## Task to complete
From the entries below, please output exactly the lines starting at the one containing "Target: electrical cable on floor" and ending at the one containing "column 556, row 63", both included.

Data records
== Segment start ==
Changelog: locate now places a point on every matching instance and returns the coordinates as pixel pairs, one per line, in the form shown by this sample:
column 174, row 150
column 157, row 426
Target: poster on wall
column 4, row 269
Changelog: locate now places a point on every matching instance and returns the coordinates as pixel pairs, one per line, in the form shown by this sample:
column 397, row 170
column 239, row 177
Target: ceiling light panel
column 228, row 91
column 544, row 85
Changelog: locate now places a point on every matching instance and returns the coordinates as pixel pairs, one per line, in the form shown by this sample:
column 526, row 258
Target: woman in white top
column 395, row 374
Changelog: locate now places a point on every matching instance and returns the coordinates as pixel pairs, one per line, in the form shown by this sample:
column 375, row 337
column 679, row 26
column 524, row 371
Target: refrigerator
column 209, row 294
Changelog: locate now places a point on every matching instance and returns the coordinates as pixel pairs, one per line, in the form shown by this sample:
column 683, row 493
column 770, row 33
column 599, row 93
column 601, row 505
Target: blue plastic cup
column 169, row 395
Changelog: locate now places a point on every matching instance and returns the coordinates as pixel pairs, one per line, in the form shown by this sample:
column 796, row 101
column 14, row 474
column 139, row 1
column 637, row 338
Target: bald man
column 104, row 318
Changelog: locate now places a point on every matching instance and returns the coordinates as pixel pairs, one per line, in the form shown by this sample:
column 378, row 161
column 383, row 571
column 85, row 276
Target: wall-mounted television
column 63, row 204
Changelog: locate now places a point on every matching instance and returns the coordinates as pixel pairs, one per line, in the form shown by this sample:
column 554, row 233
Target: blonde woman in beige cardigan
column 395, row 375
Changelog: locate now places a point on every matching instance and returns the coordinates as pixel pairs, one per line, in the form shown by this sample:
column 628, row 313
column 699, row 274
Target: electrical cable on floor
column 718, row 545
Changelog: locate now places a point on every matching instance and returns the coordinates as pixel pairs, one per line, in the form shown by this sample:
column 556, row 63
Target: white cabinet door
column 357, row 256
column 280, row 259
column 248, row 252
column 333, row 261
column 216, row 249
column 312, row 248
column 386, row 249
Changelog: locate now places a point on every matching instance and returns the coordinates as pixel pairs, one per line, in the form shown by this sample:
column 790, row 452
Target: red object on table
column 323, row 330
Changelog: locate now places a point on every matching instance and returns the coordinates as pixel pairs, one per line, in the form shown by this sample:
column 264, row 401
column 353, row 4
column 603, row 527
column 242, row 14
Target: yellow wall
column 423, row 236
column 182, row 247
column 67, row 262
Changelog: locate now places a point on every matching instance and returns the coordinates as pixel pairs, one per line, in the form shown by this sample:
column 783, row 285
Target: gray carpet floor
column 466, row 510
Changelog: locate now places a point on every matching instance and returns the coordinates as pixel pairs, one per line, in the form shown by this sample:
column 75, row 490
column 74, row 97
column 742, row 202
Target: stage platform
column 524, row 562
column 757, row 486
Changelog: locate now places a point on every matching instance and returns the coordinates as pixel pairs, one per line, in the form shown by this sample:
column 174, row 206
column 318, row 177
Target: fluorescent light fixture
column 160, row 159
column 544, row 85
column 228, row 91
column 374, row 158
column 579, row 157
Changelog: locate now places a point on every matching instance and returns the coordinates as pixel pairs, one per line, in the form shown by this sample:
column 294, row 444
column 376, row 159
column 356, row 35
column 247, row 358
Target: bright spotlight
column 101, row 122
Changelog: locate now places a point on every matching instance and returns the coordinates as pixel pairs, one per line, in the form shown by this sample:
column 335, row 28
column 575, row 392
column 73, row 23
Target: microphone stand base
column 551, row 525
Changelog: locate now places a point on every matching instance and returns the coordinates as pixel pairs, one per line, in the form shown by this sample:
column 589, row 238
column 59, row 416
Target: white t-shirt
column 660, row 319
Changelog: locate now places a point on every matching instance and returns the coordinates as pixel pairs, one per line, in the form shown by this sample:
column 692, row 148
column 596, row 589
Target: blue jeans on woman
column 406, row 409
== Segment end ==
## Response
Target: electrical cable on floor
column 718, row 545
Changelog: locate now places a point on every matching instance and returns the coordinates as pixel pairs, one per line, in the form shown by this sample:
column 556, row 63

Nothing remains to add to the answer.